▸ **Short task**
Look for the line containing "[locate] leafy bush" in the listing below. Retype that line and every subsequent line through the last one, and only those.

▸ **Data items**
════
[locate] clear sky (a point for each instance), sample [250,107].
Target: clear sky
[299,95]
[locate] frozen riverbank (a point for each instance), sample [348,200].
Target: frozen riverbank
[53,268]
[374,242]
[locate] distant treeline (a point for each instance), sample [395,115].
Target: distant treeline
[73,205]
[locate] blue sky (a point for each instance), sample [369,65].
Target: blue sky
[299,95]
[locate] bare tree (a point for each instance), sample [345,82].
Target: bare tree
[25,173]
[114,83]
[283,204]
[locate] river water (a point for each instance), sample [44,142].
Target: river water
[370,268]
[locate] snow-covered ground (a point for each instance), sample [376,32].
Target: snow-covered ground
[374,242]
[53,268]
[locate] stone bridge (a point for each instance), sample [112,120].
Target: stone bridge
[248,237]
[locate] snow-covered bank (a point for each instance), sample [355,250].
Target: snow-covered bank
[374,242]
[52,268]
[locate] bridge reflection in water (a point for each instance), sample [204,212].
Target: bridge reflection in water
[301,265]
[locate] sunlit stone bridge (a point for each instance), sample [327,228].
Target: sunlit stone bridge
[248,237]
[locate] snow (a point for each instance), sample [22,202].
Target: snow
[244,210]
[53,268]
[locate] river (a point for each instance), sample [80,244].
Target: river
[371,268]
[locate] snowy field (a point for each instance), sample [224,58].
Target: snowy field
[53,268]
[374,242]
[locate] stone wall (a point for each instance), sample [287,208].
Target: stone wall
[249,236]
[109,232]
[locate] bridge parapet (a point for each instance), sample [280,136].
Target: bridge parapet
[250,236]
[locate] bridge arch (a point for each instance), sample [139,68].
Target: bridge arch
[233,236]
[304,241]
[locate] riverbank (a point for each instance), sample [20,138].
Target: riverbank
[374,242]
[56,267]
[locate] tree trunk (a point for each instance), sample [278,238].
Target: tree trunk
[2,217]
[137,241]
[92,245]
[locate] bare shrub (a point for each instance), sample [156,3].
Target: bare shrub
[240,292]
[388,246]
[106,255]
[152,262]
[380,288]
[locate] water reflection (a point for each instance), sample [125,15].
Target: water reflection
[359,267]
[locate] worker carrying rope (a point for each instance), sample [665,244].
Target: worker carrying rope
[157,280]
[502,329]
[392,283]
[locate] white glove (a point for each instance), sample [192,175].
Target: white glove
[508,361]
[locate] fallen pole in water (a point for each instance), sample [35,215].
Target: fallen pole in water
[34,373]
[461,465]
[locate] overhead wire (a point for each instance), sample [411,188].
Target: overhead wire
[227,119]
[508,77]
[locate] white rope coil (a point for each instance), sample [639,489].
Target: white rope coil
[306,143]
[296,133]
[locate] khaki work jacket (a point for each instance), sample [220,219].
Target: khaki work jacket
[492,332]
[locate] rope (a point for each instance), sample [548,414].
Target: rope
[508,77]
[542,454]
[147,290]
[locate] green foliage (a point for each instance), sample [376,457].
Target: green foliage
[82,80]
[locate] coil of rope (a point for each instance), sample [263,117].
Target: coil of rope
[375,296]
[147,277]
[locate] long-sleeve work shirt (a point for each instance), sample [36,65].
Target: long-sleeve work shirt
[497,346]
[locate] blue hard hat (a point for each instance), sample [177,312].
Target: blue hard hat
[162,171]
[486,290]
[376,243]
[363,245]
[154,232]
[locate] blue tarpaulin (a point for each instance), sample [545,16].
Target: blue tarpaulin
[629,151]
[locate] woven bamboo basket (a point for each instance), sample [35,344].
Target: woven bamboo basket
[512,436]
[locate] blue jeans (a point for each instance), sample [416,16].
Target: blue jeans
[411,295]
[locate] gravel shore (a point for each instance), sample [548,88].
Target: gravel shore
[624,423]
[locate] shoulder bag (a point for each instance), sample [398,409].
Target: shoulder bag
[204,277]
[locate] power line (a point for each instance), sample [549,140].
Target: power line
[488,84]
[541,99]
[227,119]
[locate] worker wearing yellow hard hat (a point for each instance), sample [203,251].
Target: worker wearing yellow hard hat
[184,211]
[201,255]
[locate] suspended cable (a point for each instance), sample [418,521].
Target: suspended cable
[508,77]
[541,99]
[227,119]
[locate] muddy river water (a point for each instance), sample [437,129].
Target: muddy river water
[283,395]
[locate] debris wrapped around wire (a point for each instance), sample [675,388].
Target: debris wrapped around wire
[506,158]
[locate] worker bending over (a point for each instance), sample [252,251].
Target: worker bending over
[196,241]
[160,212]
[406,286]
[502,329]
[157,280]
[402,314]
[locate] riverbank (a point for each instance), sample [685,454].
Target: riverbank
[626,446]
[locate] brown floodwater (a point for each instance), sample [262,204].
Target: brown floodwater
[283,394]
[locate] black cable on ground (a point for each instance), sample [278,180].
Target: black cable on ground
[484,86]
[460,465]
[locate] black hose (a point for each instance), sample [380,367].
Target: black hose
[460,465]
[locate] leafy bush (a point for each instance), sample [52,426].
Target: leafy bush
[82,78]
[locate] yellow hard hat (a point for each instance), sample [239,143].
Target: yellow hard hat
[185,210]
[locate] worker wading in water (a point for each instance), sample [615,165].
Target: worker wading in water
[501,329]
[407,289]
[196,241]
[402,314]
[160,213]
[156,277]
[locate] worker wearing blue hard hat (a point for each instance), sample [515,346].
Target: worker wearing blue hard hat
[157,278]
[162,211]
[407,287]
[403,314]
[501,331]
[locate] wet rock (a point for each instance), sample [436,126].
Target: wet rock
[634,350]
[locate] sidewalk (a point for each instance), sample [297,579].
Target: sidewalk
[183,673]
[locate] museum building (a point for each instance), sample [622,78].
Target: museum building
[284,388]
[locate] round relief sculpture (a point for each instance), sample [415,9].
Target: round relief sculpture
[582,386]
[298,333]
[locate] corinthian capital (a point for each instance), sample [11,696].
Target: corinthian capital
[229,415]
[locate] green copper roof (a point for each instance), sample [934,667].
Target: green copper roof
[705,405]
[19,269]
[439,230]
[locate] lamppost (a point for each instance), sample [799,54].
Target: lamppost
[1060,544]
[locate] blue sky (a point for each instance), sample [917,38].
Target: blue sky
════
▸ **Solution to this task**
[locate] leafy bush (a point for each instance), sample [52,426].
Target: leafy bush
[82,78]
[locate] yellow hard hat (a point for each instance), sample [239,143].
Target: yellow hard hat
[185,210]
[locate] worker wading in water (a point for each instance), sample [615,165].
Target: worker wading in water
[501,329]
[407,289]
[196,241]
[402,314]
[160,213]
[156,277]
[locate] worker wearing blue hard hat (a point for each instance), sample [515,346].
Target: worker wearing blue hard hat
[157,278]
[162,211]
[407,287]
[403,314]
[501,331]
[locate] wet rock (a point for each instance), sample [436,126].
Target: wet rock
[634,350]
[locate] sidewalk (a point for each instance), sample [297,579].
Target: sidewalk
[183,673]
[locate] museum building (a point for each instance), sample [622,78].
Target: museum building
[284,388]
[locate] round relief sculpture (a point for each instance), sample [415,9].
Target: round relief sculpture
[582,386]
[298,333]
[locate] corinthian capital (a point for each instance), sample [11,696].
Target: corinthian capital
[229,415]
[locate] green copper roof (a point for each instance), sample [934,667].
Target: green copper roof
[705,405]
[19,269]
[439,230]
[locate] lamppost (a point for each instance), sample [799,54].
Target: lamppost
[1060,544]
[locate] blue sky (a point for each instance), sample [917,38].
Target: blue sky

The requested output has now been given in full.